投稿者:まいこさん
一郎という平凡な名を持つ男が油断ならぬキャラクターであることが、さらに鮮明になった第9話。
記憶を無くしつつ異形の存在と夫婦であり続けることが根幹になっている物語で、相手の所業の何処までを受容し続けられるかという人間関係の命題、ギリギリの綱渡りを、あっけらかんと後先見ずにやってのける一郎にハラハラします。
三人同棲を続けるための「説得」の翌朝、一郎が放つ言葉は看過できないものばかり。
薄幸の幼少期を皮切りに、手料理、瞼の母とのイメージの重なりや呼び方と、味覚、視覚、聴覚に渡って涙と共に心情を語る見開きページは、初心なターゲットをたぶらかす見事な御手本であり、いたいけな青少年たちが知っておくべきキラーワードに満ちていて。
今回は第5話で工藤漫殊が語った「私の親友が一郎さんに遊ばれて、捨てられて大変だった。」という経緯も明らかになりました。
彼女の指示により「私の親友」であるチーフアシスタントが「捨てられて」しまったとはいえ「すぐに代わりを探します」と応えた一郎の「代わり」とは「アシスタント」なのか「結婚相手」なのか…
そしてスランプに陥った工藤漫殊が「私の親友」に抱いていたのは、「友情」だったのか、「恋情」だったのか…
いずれにしても、当の工藤漫殊にも言い寄る一郎のサークルクラッシャーぶりに、馬壁狂太郎の言う「正直で軽い」ことの底知れぬ狂気を感じました。
ニニギノミコトに嫁いだコノハナサクヤヒメとイワナガヒメの如く、美醜の呪縛に囚われた姉妹は、求められ過ぎる不幸と、顧みられなさ過ぎる不幸に見舞われ続けています。
何処まで逃げても、父親の転写のごとく群がる者達が後を絶たない沙耶は、その不幸の元である美しい「カラダ」から抜け出る離人症によって正気を保っているように思われ、「カラダ」に戻らない選択をする時が近づいていることが、ひしひしと伝わります。

◇ ◇ ◇ ◇

**練習問題**
[A] 第9話の感想文によると、「私の親友」であるチーフアシスタントが捨てられた際、一郎はどのように応えましたか。
[B] 第9話の感想文を、最後の文に続けて書き進めてください。

◇ ◇ ◇ ◇

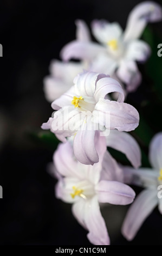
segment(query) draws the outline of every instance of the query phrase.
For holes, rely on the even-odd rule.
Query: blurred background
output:
[[[90,28],[94,19],[118,21],[125,27],[129,11],[140,1],[1,0],[0,43],[0,245],[90,245],[87,231],[71,213],[71,205],[55,198],[56,181],[47,171],[58,142],[41,131],[53,109],[45,99],[43,79],[53,59],[75,38],[75,20]],[[162,1],[155,1],[162,5]],[[162,22],[150,24],[143,39],[152,48],[147,64],[139,65],[143,80],[127,102],[139,112],[132,135],[139,143],[143,166],[149,166],[148,145],[162,131]],[[112,151],[127,163],[121,154]],[[138,194],[140,188],[134,187]],[[120,228],[128,206],[102,209],[112,245],[161,245],[162,216],[157,209],[135,239],[127,242]]]

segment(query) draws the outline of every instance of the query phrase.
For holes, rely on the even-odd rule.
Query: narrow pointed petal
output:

◇ ◇ ◇ ◇

**設問別の解答**
[A] 「すぐに代わりを探します」と応えました。

[B]
一方、命を賭けてまでも沙耶を救い、一郎の「説得」を受容し、身体能力と味覚に己の需要を特化してしまう蜜子の有り様は、顧みられなさ過ぎる経験が転じて圧倒的な芸術や業績を生み出す過剰適応の好例かもしれません。
その蜜子の研ぎ澄まされた野生が、またも躍動した一夜の描写。
凄惨で目を覆いたくなるはずの場面が、なんと静謐で美しい…と見入っていたところに、すぐさま、日々、カラダを張ってプロの力をゴー宣のために注ぎ込む方々を思わせる「茅根」組長、そしてIT「大須賀」社長の登場。
ここでもリアルとフィクションの越境を楽しませていただきました。
一人一人の心象までも懇切丁寧に描き込まれたキャラクターがひしめき合い、現実世界にも飛び出す勢いの『夫婦の絆』、次はいよいよ第10話ですね。20年来の夢である『夫婦の絆』の復活を叶えて下さった2023年、単行本をお届けいただく日も早く来ますように。
投稿者:リカオンさん
「夫婦の絆」は私にとって目が離せない漫画になってしまった。
第8話の終盤、冷蔵庫の灯りの前の一郎のシーンは凄い。
これはそのまま第9話の冒頭に回想され引き継がれている。普段は服で隠されていても、これでは本音が晒されてしまう。一郎の事を愛している蜜子の前で、一郎を大して愛してない沙耶を抱き、明け透けに見せつける。蜜子に対して残酷な仕打ちだが、一郎は焦ってはいるもののあくまでも軽い。
小林先生は一郎をご自分の分身とも言われるが、一郎は男の性と罪を表現しているのか。
第9話は野木一郎のダメっぷりがひどい。カレーさんの初見読みでは視聴していた男性陣のコメントで一郎を怖がる人もいた。その怖さの理由は何だろう。男性から見てもダメを通り越して倫理感のない怖さなのだろうか。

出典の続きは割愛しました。